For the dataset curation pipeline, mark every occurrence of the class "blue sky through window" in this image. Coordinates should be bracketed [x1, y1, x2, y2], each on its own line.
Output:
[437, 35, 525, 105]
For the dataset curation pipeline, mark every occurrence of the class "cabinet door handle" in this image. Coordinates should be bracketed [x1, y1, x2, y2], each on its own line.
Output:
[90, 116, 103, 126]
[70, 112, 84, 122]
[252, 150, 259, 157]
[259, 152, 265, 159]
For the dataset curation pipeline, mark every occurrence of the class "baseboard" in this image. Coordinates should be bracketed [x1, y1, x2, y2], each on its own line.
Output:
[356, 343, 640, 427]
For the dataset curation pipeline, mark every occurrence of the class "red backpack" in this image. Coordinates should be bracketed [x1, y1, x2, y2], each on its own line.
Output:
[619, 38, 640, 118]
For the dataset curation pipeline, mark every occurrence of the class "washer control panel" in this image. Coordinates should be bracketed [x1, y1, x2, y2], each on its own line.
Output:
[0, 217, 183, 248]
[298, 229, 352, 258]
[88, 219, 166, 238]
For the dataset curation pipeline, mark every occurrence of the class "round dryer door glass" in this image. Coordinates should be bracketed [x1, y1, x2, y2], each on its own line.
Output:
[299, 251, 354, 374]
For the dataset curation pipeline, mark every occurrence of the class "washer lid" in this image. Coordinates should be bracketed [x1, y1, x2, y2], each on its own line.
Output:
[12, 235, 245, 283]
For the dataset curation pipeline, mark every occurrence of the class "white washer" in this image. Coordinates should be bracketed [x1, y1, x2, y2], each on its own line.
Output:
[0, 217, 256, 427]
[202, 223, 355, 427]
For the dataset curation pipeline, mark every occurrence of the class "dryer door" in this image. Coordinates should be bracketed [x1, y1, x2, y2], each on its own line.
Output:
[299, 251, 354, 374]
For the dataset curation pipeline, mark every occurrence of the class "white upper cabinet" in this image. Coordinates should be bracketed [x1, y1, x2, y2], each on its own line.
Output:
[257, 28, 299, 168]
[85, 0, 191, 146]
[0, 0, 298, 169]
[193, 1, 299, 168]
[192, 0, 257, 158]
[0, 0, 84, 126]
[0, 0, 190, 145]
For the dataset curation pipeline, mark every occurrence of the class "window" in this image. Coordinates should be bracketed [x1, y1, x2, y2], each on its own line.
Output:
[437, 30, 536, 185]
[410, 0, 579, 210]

○ ○ ○

→ Problem to solve
The records shown earlier should all be returned verbatim.

→ Solution for this exercise
For the dataset curation pipeline, mark every occurrence of the class "blue sky through window" in this image. Coordinates should be bracketed [x1, y1, x2, y2], each on its own line.
Output:
[437, 35, 525, 105]
For the dataset curation pipeline, mark every occurrence of the class "cabinet door handle" in this image. Coordinates should be bracketed [x1, y1, x2, y2], each on its own line.
Output:
[90, 116, 103, 126]
[70, 112, 84, 122]
[252, 150, 259, 157]
[259, 152, 265, 159]
For the dataset curation pipeline, mark every occurrence of the class "baseboard" in this image. Coordinates should be bracketed [x1, y1, x2, y2], each on its own line.
Output:
[356, 343, 640, 427]
For the dataset curation pipeline, mark every occurrence of the class "red backpack" in this image. Coordinates should be bracketed [x1, y1, x2, y2], each on its own line.
Output:
[619, 38, 640, 118]
For the dataset curation pipeline, mark every occurrence of the class "washer control panel" in this image. Coordinates should be bracketed [x1, y1, x2, y2], each on its own line.
Output:
[0, 217, 183, 248]
[298, 229, 352, 258]
[88, 219, 166, 238]
For the dataset curation pipeline, mark every occurrence of the class "round dryer door glass" in this image. Coordinates should be bracketed [x1, y1, x2, y2], each on its own line.
Output:
[299, 251, 354, 374]
For the dataset curation pipeline, mark every occurrence of the class "washer lid" in this image. Coordinates should be bracketed [x1, y1, x2, y2], each on its own line.
Output:
[12, 235, 245, 283]
For the dataset curation pipeline, mark every occurrence of the class "white washer" in this image. Coordinates should be bracketed [x1, y1, x2, y2], each on its own line.
Output:
[0, 217, 256, 427]
[202, 223, 355, 427]
For the dataset curation pipeline, mark every occurrence of the class "dryer door" in this image. Coordinates should be bracketed [x1, y1, x2, y2], each on its own line.
Output:
[299, 251, 354, 374]
For the dataset curation pipeline, mark every occurrence of the class "white upper cabinet" in this image. Coordinates should be bracketed [x1, y1, x2, y2], each on its own line.
Output:
[257, 28, 299, 168]
[85, 0, 191, 146]
[0, 0, 298, 169]
[193, 1, 299, 168]
[192, 0, 257, 158]
[0, 0, 84, 126]
[0, 0, 190, 145]
For the dataset curation pipeline, mark every occurrence of the class "window" in this image. Coordinates should be bracketed [x1, y1, x2, y2], each on its own line.
Output:
[437, 30, 536, 185]
[410, 0, 579, 210]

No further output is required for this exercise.